Items from a dataset:
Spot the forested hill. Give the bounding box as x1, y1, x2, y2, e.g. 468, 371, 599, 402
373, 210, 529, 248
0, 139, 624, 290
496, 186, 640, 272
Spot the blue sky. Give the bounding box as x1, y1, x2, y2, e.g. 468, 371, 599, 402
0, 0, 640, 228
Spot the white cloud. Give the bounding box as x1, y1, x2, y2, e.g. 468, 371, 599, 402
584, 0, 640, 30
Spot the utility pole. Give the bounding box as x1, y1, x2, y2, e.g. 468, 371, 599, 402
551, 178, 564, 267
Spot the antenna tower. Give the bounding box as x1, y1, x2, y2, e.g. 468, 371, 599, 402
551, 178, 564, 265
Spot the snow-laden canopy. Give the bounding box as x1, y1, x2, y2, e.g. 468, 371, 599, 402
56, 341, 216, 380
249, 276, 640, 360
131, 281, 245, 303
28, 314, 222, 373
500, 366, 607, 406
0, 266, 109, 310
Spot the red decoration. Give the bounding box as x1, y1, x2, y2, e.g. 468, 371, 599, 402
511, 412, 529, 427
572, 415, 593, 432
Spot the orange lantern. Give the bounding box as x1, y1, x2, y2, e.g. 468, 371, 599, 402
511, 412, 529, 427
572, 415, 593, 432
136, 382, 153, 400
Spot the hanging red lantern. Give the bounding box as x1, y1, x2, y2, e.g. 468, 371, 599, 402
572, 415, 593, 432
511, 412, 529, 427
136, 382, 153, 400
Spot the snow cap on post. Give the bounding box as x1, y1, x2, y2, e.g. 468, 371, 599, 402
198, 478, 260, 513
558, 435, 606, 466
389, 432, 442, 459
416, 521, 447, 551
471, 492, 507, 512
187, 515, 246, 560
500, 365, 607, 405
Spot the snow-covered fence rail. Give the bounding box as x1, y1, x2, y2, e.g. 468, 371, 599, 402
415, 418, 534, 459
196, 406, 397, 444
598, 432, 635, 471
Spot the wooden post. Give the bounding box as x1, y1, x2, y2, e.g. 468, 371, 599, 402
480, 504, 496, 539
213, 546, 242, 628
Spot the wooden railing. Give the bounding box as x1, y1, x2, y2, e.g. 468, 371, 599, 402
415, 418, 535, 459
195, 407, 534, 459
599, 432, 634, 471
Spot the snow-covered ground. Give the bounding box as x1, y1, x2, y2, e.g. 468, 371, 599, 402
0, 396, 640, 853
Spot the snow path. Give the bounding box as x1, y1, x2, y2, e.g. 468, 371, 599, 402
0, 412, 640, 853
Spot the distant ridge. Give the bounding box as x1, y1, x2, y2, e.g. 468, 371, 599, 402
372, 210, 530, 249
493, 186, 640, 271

Required task: Rewrite the material from the line containing "Spot the snow-covered ground." through the end as a JSON list of strings, one string per line, omitting blank lines.

Task answer:
[
  "Spot the snow-covered ground. Give the bounding box as x1, y1, x2, y2, e.g. 468, 371, 599, 402",
  "0, 396, 640, 853",
  "Spot the snow path. Give the bounding box as x1, y1, x2, y2, e.g. 468, 371, 599, 402",
  "0, 412, 640, 853",
  "Spot the distant ridge. Give the bounding box as x1, y1, x2, y2, e.g. 468, 371, 599, 402",
  "372, 210, 530, 249",
  "493, 186, 640, 271"
]